══ Text for analysis ══
By Milliam Murigi
Health experts are calling for a major shift in Africa’s malaria response, warning that data alone is not enough to deliver real, lasting impact in the fight against one of the continent’s oldest and most persistent diseases.
Speaking at the sidelines of the World Health Regional Summit Meeting (WHRSM) 2026 during a high-level session focused on building human research capacity for malaria, scientists, policymakers and global health actors cautioned that over-reliance on statistics such as prevalence rates, incidence figures, and coverage indicators risks distancing research from its ultimate purpose.
“There is a tendency to define problems through numbers rather than through impact,” said Dennis Kinyua, Project Manager Primary Healthcare for Malaria Elimination Project at AMREF.
Stressing that while data is essential, it must not overshadow the human context behind it. “Behind every statistic is a person, a household, and a community whose reality must shape the solution,” he said.
This growing recognition is driving a broader shift in how malaria research is being designed and implemented across Africa. Increasingly, experts are calling for a move away from top-down approaches toward models that prioritize community engagement, local leadership, and co-creation of solutions from the earliest stages of research.
Under this evolving approach, communities are no longer viewed simply as recipients of interventions or sources of data. Instead, they are being positioned as active partners in shaping research priorities, defining problems, and evaluating solutions.
Organisations such as the Medicines for Malaria Venture are at the forefront of promoting this shift. According to Alice Neequaye, through its evolving research and development strategy, MMV is embedding equitable partnership principles across the entire innovation pipeline — from early drug discovery to field implementation.
The organisation’s approach emphasizes shared agenda-setting, co-creation with endemic countries, and long-term investment in local research capacity. The goal is to ensure that new tools and interventions are not only scientifically effective but also feasible, acceptable, and sustainable in the environments where they are most needed.
“Involving communities should not be an afterthought or a choice in research it must be a core principle. Communities are not just sources of data, they are partners in defining problems, generating solutions, and ensuring that research leads to real impact,” said Neequaye.
═══
══ Data records ══
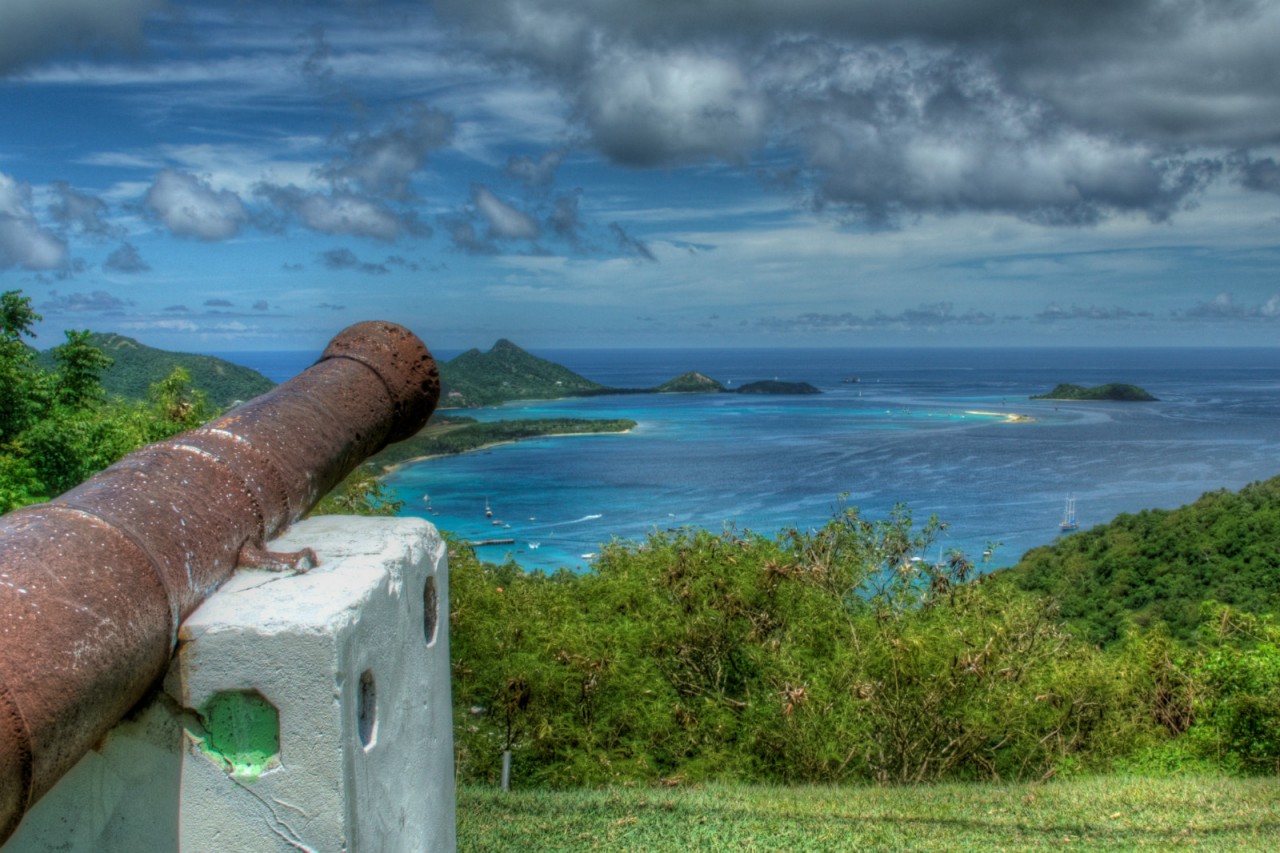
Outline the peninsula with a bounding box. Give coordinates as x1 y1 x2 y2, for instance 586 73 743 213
1032 383 1158 402
440 338 822 409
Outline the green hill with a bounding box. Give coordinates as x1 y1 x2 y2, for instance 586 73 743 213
440 338 607 409
1032 382 1157 402
37 332 275 409
735 379 822 394
996 476 1280 643
654 370 724 393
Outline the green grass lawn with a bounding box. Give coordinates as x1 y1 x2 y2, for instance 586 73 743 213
458 776 1280 853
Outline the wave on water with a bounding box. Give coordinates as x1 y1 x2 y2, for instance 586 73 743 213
530 512 604 528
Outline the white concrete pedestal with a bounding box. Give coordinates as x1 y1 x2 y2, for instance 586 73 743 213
3 516 456 853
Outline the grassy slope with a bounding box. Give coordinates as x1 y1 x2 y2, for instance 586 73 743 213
458 776 1280 852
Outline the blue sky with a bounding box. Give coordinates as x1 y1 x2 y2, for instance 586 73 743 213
0 0 1280 351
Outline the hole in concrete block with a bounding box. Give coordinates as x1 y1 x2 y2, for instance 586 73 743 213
356 670 378 749
200 690 280 779
422 575 440 646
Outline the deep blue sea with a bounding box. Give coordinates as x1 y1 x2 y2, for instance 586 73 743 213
225 348 1280 569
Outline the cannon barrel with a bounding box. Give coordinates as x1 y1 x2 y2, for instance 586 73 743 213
0 323 440 844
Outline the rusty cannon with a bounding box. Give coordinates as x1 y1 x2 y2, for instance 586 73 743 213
0 323 440 844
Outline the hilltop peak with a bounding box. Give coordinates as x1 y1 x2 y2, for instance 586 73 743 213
489 338 526 355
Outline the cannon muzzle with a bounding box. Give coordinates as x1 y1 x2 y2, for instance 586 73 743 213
0 323 440 844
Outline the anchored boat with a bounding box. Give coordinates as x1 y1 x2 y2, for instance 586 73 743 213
1057 497 1080 533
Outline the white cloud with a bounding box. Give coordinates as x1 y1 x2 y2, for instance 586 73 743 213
582 51 765 167
145 169 248 241
0 172 67 270
257 184 419 242
472 186 539 240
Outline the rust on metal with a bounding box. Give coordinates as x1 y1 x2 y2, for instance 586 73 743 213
0 323 440 844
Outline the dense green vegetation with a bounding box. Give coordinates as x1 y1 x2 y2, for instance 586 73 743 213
0 291 212 512
1000 478 1280 644
10 291 1280 799
37 333 275 409
458 775 1280 853
654 370 724 393
440 339 822 409
1032 383 1156 402
451 471 1280 786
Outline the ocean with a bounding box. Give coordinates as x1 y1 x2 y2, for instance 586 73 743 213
224 348 1280 570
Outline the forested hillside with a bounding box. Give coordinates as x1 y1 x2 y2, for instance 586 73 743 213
440 339 604 409
37 332 275 409
0 291 214 512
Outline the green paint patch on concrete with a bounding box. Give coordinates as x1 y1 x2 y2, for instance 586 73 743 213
196 690 280 780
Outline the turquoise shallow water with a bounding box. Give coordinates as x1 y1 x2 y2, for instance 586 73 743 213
222 350 1280 569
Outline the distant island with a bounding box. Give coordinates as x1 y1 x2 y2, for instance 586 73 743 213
733 379 822 394
440 338 822 409
1032 383 1158 402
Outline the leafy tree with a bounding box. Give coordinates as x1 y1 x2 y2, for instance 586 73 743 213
0 291 49 444
147 368 212 432
307 465 404 515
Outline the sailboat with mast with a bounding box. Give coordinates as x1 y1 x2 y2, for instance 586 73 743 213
1057 496 1080 533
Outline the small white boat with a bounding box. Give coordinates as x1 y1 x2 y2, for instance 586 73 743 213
1057 497 1080 533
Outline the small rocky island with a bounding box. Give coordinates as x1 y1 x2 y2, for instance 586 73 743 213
733 379 822 394
440 339 822 409
1032 382 1158 402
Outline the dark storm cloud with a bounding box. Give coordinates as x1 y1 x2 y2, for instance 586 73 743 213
1174 293 1280 323
0 0 164 77
758 302 997 333
1033 302 1155 323
49 181 124 237
1234 156 1280 193
507 151 564 187
609 222 658 263
320 104 453 200
438 0 1280 225
102 243 151 274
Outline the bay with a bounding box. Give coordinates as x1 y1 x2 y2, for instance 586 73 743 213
═══
=== Task set ===
a) Please retype the part of the malaria research article between "By Milliam Murigi" and "Project at AMREF.", inclusive.
b) Write what comes next in the article on malaria research, starting after its last sentence.

=== Results by task ===
a)
By Milliam Murigi
Health experts are calling for a major shift in Africa’s malaria response, warning that data alone is not enough to deliver real, lasting impact in the fight against one of the continent’s oldest and most persistent diseases.
Speaking at the sidelines of the World Health Regional Summit Meeting (WHRSM) 2026 during a high-level session focused on building human research capacity for malaria, scientists, policymakers and global health actors cautioned that over-reliance on statistics such as prevalence rates, incidence figures, and coverage indicators risks distancing research from its ultimate purpose.
“There is a tendency to define problems through numbers rather than through impact,” said Dennis Kinyua, Project Manager Primary Healthcare for Malaria Elimination Project at AMREF.

b)
According to her, equitable partnership goes beyond consultation. It requires shared decision-making power, early involvement of stakeholders, and strengthening of local institutions so that countries are not just implementing solutions developed elsewhere, but actively shaping the research agenda itself.
In practical terms, this shift is already being reflected in ongoing malaria programmes across the continent. In Uganda, for example, health teams observed that while initial uptake of the malaria vaccine was high when delivered through health facilities, completion rates dropped significantly for later doses.
In response, delivery strategies were adapted to include house-to-house follow-ups in hard-to-reach communities, particularly in remote regions such as Karamoja. This change has led to improved uptake of second and third doses, demonstrating how flexible, community-driven approaches can address real-world barriers.
“Such experiences highlight a key lesson, health systems must be designed around the lived realities of communities, rather than expecting communities to adjust to rigid system structures,” said Dr. Godfrey Magumba, East and Southern Africa Programmes Director at Malaria Consortium.
In Kenya, ongoing research efforts in malaria-endemic counties such as Busia and Siaya are focusing on why uptake of key interventions including Intermittent Preventive Treatment in pregnancy (IPTp) and follow-up doses of malaria vaccines remains inconsistent despite strong initial participation.
Researchers are examining a range of factors, including access to health facilities, community perceptions, health system constraints and cultural influences that may affect adherence to treatment schedules. The aim is to generate insights that are not only scientifically robust but also grounded in local context and actionable at policy level.
Another major concern raised during the discussions was the weak feedback loop between researchers and the communities they engage. While communities often participate actively in data collection for studies, they are rarely informed about the outcomes of the research or how their contributions influence policy and programme design.
This gap, participants warned, risks undermining trust and weakening long-term participation in research and public health interventions. Without clear communication of results, communities may feel excluded from the very solutions they helped generate.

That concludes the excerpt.